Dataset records
-=-=-

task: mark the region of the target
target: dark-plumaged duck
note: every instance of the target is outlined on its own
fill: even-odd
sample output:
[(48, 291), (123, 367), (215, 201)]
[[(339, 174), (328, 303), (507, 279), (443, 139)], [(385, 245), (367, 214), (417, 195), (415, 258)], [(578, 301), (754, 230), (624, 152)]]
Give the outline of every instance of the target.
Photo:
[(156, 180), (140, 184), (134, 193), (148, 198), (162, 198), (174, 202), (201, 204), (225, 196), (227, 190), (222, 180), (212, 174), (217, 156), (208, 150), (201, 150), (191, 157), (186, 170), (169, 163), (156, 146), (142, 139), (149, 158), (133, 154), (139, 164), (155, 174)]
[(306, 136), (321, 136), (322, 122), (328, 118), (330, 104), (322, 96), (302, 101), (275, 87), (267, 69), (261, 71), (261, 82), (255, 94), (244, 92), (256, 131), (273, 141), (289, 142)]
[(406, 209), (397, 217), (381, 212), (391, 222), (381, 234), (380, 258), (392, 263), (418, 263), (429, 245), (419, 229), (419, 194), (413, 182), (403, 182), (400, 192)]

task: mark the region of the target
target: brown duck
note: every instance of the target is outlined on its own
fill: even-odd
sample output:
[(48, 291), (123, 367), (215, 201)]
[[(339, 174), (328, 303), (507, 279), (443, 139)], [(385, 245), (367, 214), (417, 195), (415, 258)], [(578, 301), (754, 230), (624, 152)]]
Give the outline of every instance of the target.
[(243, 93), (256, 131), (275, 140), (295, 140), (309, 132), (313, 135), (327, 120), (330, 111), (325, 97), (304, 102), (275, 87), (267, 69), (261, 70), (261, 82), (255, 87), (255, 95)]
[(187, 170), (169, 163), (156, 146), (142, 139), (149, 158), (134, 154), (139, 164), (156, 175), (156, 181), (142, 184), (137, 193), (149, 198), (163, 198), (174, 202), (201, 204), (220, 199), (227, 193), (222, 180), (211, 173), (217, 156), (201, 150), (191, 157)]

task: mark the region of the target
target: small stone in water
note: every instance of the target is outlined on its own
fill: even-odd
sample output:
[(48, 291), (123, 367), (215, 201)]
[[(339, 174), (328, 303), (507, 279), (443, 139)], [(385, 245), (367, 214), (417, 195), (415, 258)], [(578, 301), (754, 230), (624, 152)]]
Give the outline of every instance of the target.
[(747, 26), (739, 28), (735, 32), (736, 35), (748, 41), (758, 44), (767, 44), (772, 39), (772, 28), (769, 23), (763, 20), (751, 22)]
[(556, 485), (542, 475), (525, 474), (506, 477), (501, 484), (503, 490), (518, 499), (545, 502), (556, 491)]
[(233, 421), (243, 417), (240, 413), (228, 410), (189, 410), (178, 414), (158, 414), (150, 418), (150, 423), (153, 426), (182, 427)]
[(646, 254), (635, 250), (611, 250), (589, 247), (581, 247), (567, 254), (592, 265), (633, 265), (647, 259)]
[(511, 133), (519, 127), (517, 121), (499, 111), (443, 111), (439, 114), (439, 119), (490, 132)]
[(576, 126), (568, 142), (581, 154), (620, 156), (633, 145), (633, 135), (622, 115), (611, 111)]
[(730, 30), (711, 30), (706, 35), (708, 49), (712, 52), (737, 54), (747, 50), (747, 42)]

-=-=-

* [Assignment]
Every entry above should be duplicated exactly.

* [Result for this task]
task: mark the region of the target
target: dark-plumaged duck
note: every instance of the target is outlined on its own
fill: even-odd
sample output:
[(48, 291), (123, 367), (215, 201)]
[[(339, 174), (328, 303), (507, 279), (443, 139)], [(385, 245), (367, 214), (417, 195), (415, 258)], [(578, 301), (754, 230), (624, 152)]]
Give the outline of every instance of the target.
Photo:
[(156, 180), (140, 184), (134, 193), (148, 198), (162, 198), (174, 202), (201, 204), (225, 196), (227, 190), (222, 180), (212, 174), (217, 156), (208, 150), (201, 150), (191, 157), (186, 170), (169, 163), (156, 146), (142, 139), (149, 158), (133, 154), (139, 164), (155, 174)]
[(306, 136), (321, 136), (322, 122), (328, 118), (330, 104), (322, 96), (302, 101), (275, 87), (267, 69), (261, 71), (261, 82), (255, 94), (244, 92), (256, 131), (273, 141), (289, 142)]
[(406, 209), (397, 217), (381, 212), (391, 222), (381, 234), (380, 258), (392, 263), (418, 263), (429, 245), (419, 229), (419, 194), (413, 182), (403, 182), (400, 192)]

task: mark the region of the target
target: brown duck
note: every instance of the target is outlined on its own
fill: even-odd
sample output:
[(48, 291), (123, 367), (215, 201)]
[[(339, 174), (328, 303), (507, 279), (443, 139)], [(385, 245), (367, 214), (417, 195), (415, 258)], [(578, 301), (754, 230), (624, 152)]]
Give the outline of every instance of the target.
[(243, 93), (256, 131), (275, 140), (295, 140), (309, 132), (313, 135), (327, 120), (330, 111), (325, 97), (304, 102), (275, 87), (267, 69), (261, 70), (261, 82), (255, 87), (255, 95)]
[(187, 170), (169, 163), (156, 146), (142, 139), (149, 158), (134, 154), (139, 164), (156, 175), (156, 181), (142, 184), (137, 193), (149, 198), (163, 198), (174, 202), (201, 204), (220, 199), (227, 193), (222, 180), (211, 173), (217, 156), (201, 150), (191, 157)]

task: mark the region of the target
target: small stone in water
note: every instance of the target is outlined on its own
fill: even-odd
sample output:
[(48, 291), (123, 367), (215, 201)]
[[(339, 174), (328, 303), (507, 279), (443, 139)], [(385, 245), (367, 214), (417, 195), (415, 258)], [(578, 301), (754, 230), (624, 152)]]
Give the outline of every instance of the target.
[(747, 26), (739, 28), (735, 32), (736, 35), (748, 41), (758, 44), (767, 44), (772, 39), (772, 28), (769, 23), (763, 20), (751, 22)]
[(556, 485), (542, 475), (525, 474), (506, 477), (501, 484), (503, 490), (518, 499), (545, 502), (556, 491)]
[(233, 421), (243, 417), (240, 413), (228, 410), (189, 410), (178, 414), (158, 414), (150, 418), (150, 423), (153, 426), (182, 427)]
[(646, 254), (635, 250), (611, 250), (589, 247), (581, 247), (567, 254), (592, 265), (633, 265), (647, 259)]
[(511, 133), (519, 127), (517, 121), (499, 111), (443, 111), (439, 114), (439, 119), (490, 132)]
[(576, 126), (568, 142), (581, 154), (620, 156), (633, 145), (633, 135), (622, 115), (611, 111)]
[(730, 30), (711, 30), (706, 35), (708, 49), (712, 52), (737, 54), (747, 50), (747, 42)]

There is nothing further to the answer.